[Problem] The records below must be retyped exactly.

Natural-language object grounding data
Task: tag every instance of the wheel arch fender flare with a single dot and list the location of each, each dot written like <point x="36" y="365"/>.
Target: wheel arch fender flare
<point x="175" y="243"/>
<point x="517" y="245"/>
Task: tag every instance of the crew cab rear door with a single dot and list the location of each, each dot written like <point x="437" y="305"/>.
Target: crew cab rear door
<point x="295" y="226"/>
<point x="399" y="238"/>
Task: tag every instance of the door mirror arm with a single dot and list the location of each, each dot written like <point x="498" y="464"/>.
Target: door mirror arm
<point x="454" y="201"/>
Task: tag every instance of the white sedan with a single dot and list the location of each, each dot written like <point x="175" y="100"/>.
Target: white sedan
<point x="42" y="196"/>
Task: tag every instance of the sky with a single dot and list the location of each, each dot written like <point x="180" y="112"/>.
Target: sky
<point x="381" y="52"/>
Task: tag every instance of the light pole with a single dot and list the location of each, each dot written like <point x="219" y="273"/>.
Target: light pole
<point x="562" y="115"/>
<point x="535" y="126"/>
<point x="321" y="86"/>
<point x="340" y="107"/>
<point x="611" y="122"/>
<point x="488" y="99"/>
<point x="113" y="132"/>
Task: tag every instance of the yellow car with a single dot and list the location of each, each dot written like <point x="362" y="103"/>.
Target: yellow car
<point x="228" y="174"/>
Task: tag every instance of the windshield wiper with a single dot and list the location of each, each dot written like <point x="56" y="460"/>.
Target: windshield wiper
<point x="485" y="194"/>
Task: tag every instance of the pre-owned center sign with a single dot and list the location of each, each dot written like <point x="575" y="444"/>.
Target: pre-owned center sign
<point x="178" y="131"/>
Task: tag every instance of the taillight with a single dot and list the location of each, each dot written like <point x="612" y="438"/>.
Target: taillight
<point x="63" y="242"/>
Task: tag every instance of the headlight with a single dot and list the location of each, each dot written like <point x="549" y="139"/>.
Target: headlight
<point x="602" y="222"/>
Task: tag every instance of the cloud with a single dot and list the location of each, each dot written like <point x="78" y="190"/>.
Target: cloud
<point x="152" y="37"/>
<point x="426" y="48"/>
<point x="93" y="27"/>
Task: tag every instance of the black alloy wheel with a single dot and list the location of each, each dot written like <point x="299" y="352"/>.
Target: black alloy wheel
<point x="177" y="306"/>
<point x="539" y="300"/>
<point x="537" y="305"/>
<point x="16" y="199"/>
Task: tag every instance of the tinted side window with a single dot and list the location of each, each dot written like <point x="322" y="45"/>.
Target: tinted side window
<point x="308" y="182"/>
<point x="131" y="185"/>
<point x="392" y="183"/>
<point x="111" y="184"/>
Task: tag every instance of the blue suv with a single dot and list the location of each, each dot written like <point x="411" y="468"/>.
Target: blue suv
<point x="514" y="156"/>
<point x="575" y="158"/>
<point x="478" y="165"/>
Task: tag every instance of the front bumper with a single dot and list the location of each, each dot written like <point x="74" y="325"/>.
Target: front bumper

[Completed exercise]
Task: tag every instance of the wheel arch fender flare with a single dot and list the location of each, each dot written like <point x="36" y="365"/>.
Target: wheel arch fender flare
<point x="175" y="243"/>
<point x="517" y="245"/>
Task: tag every instance of the crew cab rear door with a single dot and list the location of each, each dot written like <point x="437" y="305"/>.
Target: crew cab rear door
<point x="295" y="226"/>
<point x="399" y="238"/>
Task: tag every instance of the door mirror arm with a single dot and list the location of each, each dot written like <point x="498" y="464"/>.
Target: door mirror arm
<point x="454" y="201"/>
Task: tag every instance of the white sedan with a single dot and list the location of each, each dot written like <point x="175" y="100"/>.
Target: white sedan
<point x="42" y="196"/>
Task: tag every instance of the sky with a single dot and list the location of each, each dot written like <point x="180" y="112"/>.
Target: sky
<point x="381" y="52"/>
Task: tag every instance of the light pole with a single dot and list the location of each, each dot written like <point x="219" y="273"/>.
Target: light pole
<point x="562" y="115"/>
<point x="535" y="126"/>
<point x="321" y="86"/>
<point x="340" y="107"/>
<point x="611" y="122"/>
<point x="488" y="99"/>
<point x="113" y="132"/>
Task: tag every instance of the yellow car with a single dot and list the location of each, each dot written like <point x="362" y="103"/>.
Target: yellow car
<point x="228" y="174"/>
Task: tag every instance of the windshield wiper with a single dot and list the location of each, each dot written like <point x="56" y="460"/>.
Target: windshield wiper
<point x="485" y="194"/>
Task: tag every instance of the pre-owned center sign with a single dot and list the location of each, each dot written like <point x="575" y="444"/>.
Target: pre-owned center sign
<point x="178" y="131"/>
Task: tag every instance of the taillight with a single dot and list the location of each, each dot written like <point x="612" y="438"/>.
Target: taillight
<point x="63" y="242"/>
Task: tag every instance of the headlight with a single dot and list the location of each, each dot written like <point x="549" y="139"/>.
Target: headlight
<point x="602" y="222"/>
Task: tag every instance of the cloud with a single dot and list the location of each, each dot written like <point x="78" y="190"/>.
Target: cloud
<point x="152" y="37"/>
<point x="426" y="48"/>
<point x="93" y="27"/>
Task: tag every instance of the black alloy wheel with a single dot and list the location of each, each dot written like <point x="299" y="352"/>.
Target: black alloy wheel
<point x="177" y="306"/>
<point x="539" y="300"/>
<point x="537" y="305"/>
<point x="16" y="199"/>
Task: tag every instance of the tinted side window with a single dot and list the location of each, each dot written like <point x="322" y="45"/>.
Target: tinted side window
<point x="308" y="182"/>
<point x="131" y="185"/>
<point x="392" y="183"/>
<point x="111" y="184"/>
Task: tag every instance of the blue suv with a single dot and list the location of each, each dot written like <point x="411" y="468"/>.
Target: blue suv
<point x="514" y="156"/>
<point x="575" y="158"/>
<point x="478" y="165"/>
Task: tag every instance of the front bumper with a single dot and list the location of each, each dot written like <point x="74" y="325"/>.
Target: front bumper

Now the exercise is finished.